## Stated task:
Reproduce the lines below word for word, starting with the line that contains "Mark the black metal fence with a point." and going on through the line that contains "(1174, 804)", with both of those lines included.
⁂
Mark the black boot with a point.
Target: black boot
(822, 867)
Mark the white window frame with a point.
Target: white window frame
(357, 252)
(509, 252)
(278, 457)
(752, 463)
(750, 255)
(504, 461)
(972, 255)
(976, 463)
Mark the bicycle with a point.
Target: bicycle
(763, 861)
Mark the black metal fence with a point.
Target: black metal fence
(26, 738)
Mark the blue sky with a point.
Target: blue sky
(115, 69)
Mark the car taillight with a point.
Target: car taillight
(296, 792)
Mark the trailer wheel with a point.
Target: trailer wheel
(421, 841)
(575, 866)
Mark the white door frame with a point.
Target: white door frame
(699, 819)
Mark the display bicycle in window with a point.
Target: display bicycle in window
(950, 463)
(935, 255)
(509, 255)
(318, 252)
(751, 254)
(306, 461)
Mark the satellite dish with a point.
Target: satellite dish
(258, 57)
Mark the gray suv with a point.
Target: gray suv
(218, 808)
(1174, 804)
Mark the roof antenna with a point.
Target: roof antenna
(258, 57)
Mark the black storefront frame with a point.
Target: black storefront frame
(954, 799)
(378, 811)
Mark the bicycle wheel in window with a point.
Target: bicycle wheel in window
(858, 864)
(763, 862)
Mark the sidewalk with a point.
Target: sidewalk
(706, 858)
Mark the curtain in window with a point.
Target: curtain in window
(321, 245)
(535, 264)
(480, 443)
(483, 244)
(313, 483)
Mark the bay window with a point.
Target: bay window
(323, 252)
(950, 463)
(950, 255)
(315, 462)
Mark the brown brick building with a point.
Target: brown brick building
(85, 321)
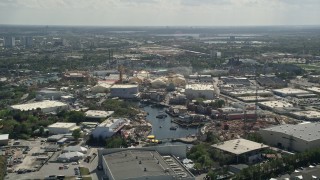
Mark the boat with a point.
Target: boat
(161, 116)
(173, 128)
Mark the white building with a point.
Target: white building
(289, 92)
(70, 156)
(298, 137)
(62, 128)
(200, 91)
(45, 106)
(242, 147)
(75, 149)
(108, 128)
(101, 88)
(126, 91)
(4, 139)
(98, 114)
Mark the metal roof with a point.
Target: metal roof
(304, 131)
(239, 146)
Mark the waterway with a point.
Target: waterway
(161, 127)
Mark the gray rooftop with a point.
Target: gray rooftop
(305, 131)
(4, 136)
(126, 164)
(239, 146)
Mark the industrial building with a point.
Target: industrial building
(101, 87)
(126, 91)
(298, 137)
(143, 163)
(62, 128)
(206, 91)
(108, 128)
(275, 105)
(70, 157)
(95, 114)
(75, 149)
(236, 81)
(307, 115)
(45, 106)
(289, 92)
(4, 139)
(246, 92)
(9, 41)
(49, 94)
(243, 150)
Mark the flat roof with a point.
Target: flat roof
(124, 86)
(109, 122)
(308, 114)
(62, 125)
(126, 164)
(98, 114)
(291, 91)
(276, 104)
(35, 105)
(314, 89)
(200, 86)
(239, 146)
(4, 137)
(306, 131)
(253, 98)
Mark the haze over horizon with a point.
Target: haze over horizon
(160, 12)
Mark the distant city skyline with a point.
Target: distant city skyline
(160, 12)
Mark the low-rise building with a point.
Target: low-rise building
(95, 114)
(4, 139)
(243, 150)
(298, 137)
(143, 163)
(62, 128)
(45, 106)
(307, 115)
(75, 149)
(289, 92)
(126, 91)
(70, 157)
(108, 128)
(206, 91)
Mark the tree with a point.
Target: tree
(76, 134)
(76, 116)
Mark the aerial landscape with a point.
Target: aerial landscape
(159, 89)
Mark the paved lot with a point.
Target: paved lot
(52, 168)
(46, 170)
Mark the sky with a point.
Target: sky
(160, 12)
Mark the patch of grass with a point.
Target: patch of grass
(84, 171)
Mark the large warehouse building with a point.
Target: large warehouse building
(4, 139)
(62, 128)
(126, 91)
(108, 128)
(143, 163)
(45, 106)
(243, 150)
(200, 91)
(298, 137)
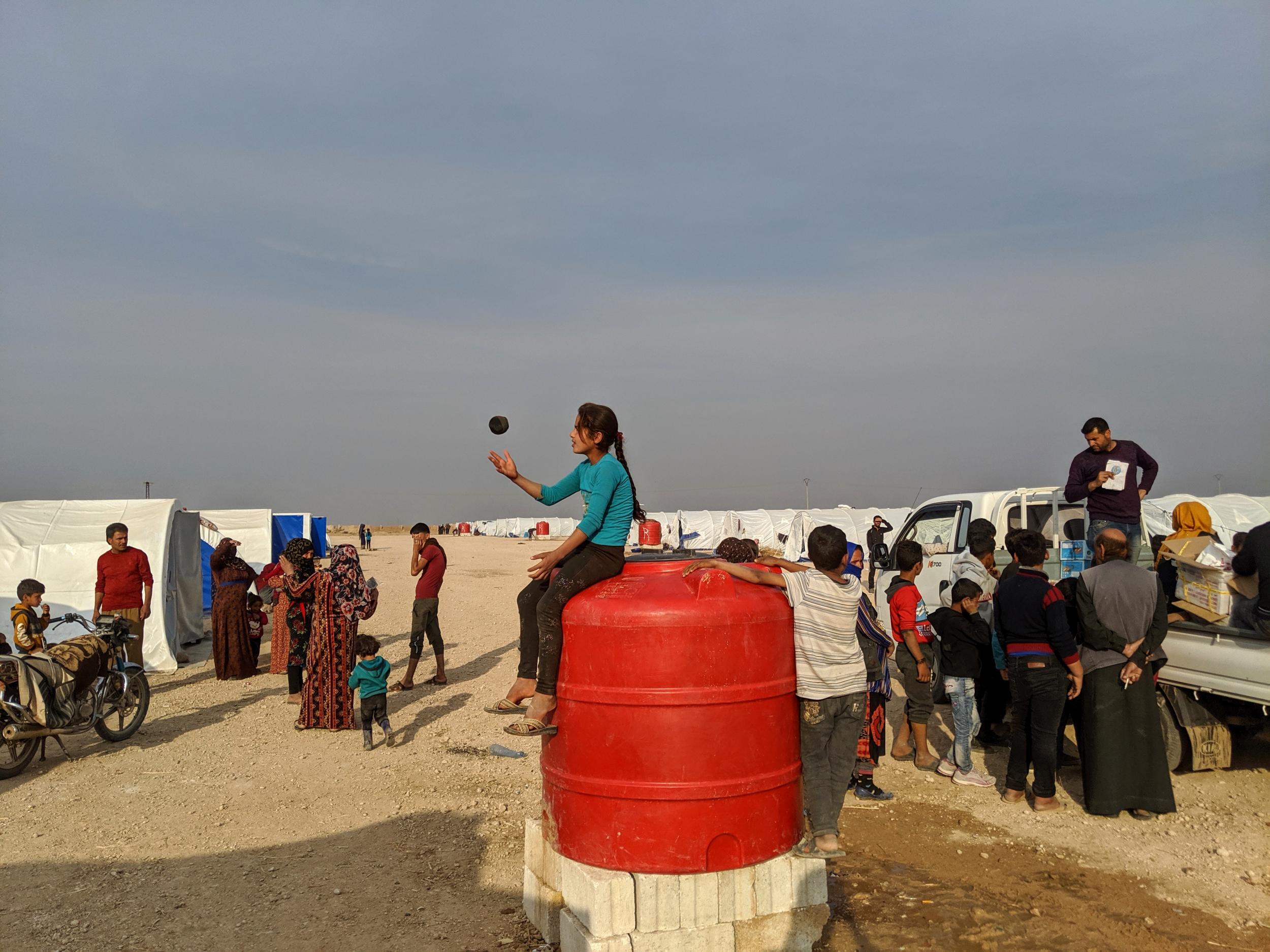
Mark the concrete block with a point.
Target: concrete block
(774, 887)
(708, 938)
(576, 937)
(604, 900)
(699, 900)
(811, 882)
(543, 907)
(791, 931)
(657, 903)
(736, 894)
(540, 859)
⁂
## Problem solution:
Mark the black metal fence with a point.
Target: black metal fence
(26, 738)
Mark the blue sky with a point.
Target: blue sky
(115, 69)
Mark the car taillight with a point.
Target: car taillight
(296, 792)
Mark the trailer wheel with a point.
Target: trailer wheel
(421, 841)
(575, 866)
Mark the white door frame with a point.
Target: white door frame
(699, 819)
Mark the display bicycle in window with a point.
Target: display bicycle in window
(950, 463)
(935, 255)
(509, 255)
(318, 252)
(751, 254)
(306, 461)
Mark the satellite dish with a point.
Target: satellite dish
(258, 57)
Mark the gray suv with a point.
Target: gray suv
(218, 808)
(1174, 804)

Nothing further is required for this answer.